Any project, as well as any type of business activity, involves different stakeholders. The major audiences for the present communications include Mexicans, local communities, the international community, Mexican policymakers, the company’s partners, as well as the company’s employees. Reputation can be one of the competitive advantages of any organization, so it is crucial to maintain or develop a positive image (Skard & Thorbjørnsen, 2013).
People will acknowledge the company’s effort in investing funds in the development of their communities, which will help the company in eliminating an image (common for all oil producers) of a corporation that uses natural resources and abuses communities. Apart from the public, the company will also communicate with the local authorities to coordinate the actions and receive all the necessary documents and licenses. The organization can also address its partners who can participate in the implementation of the project. The involvement of partners and calling for the action can favorably affect the company’s image (Crane & Matten, 2016). The audiences are quite different, so the tools employed will also vary.
Media and Tools
The digital sources of communication will be central to this project. Eberle, Berens, and Li (2013) claim that the use of these interactive tools contributes to the development of a positive image. Importantly, the official website is regarded as a source of the most recent and credible information while social networks boost word-of-mouth. As for addressing the public, such tools as the company’s official website and social networks will be employed. Newsletters with important information concerning the project, its progress, and outcomes will be posted on the company’s official website. The website will also have links to the most popular social networks such as Facebook, Instagram, Twitter, YouTube.

_ _ _ _ _ _ _

→ WORK TO COMPLETE:
(a) Based on the communication plan excerpt, answer yes or no for each statement and quote the words that decide it: (i) newsletters about the project will be posted on the company's official website; (ii) digital sources of communication will play only a minor role in the project; (iii) the company will work with local authorities to get the documents and licenses it needs.
(b) In the communication plan excerpt, which social networks will the company's website link to?
(c) Quote the communication plan excerpt word for word, beginning at the words "Media and Tools" and stopping after "Instagram, Twitter, YouTube.".
The records have nothing to do with the communication plan excerpt.

_ _ _ _ _ _ _

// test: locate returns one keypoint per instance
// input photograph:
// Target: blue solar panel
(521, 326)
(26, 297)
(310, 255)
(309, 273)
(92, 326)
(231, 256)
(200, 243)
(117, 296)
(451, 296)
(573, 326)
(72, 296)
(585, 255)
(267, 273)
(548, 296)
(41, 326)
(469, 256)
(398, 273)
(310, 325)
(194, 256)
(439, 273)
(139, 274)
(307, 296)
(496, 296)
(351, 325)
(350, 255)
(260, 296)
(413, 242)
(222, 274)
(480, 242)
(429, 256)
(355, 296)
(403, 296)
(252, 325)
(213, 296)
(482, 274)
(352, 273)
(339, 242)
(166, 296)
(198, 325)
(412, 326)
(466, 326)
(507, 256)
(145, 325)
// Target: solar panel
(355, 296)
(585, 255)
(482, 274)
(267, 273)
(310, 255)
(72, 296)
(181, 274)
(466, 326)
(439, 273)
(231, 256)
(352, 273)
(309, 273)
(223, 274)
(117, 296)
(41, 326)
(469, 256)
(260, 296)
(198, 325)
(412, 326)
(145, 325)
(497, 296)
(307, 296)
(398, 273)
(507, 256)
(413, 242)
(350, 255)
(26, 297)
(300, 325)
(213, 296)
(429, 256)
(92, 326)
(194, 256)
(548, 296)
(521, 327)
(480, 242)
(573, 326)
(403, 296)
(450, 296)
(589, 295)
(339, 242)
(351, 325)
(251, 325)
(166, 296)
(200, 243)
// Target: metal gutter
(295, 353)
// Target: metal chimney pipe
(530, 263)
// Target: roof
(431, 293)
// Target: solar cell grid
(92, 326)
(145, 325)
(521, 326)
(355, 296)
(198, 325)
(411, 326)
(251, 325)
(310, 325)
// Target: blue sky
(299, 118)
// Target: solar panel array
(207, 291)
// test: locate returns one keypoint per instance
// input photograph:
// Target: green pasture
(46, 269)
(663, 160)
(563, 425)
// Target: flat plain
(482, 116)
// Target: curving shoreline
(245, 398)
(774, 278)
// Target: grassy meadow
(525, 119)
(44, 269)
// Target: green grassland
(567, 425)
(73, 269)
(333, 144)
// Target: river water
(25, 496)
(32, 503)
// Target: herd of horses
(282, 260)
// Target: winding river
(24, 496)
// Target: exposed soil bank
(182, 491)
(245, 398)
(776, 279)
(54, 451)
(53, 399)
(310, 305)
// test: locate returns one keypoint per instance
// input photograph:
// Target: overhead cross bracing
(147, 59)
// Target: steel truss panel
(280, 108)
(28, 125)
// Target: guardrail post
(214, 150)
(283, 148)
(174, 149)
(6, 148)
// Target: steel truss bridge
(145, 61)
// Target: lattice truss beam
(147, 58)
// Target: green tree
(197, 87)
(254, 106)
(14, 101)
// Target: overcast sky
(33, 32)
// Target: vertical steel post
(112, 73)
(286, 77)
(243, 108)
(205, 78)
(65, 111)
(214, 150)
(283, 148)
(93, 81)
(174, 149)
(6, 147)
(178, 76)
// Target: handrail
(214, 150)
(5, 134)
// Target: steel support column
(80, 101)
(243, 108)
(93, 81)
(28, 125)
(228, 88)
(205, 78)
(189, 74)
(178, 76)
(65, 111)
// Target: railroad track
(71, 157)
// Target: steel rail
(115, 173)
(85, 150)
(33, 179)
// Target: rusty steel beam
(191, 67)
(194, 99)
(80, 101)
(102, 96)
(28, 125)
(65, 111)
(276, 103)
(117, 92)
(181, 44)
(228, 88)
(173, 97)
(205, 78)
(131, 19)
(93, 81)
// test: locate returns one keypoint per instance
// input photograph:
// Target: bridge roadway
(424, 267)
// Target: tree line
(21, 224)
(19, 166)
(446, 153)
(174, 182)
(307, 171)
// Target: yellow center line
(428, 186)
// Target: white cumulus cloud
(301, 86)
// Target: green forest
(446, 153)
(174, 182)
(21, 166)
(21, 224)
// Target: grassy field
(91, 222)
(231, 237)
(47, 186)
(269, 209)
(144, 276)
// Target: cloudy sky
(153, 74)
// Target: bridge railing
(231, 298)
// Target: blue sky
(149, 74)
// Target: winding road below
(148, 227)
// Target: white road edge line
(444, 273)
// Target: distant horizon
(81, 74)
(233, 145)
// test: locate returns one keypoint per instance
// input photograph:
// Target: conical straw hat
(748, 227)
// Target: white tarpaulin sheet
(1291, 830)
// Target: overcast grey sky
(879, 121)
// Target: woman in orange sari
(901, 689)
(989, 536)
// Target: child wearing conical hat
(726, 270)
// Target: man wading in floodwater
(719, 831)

_ _ _ _ _ _ _

→ SOLUTIONS TO THE TASKS:
(a)
(i) Yes: "Newsletters with important information concerning the project, its progress, and outcomes will be posted on the company’s official website."
(ii) No: "The digital sources of communication will be central to this project."
(iii) Yes: "the company will also communicate with the local authorities to coordinate the actions and receive all the necessary documents and licenses."

(b) Facebook, Instagram, Twitter, and YouTube.

(c)
Media and Tools
The digital sources of communication will be central to this project. Eberle, Berens, and Li (2013) claim that the use of these interactive tools contributes to the development of a positive image. Importantly, the official website is regarded as a source of the most recent and credible information while social networks boost word-of-mouth. As for addressing the public, such tools as the company’s official website and social networks will be employed. Newsletters with important information concerning the project, its progress, and outcomes will be posted on the company’s official website. The website will also have links to the most popular social networks such as Facebook, Instagram, Twitter, YouTube.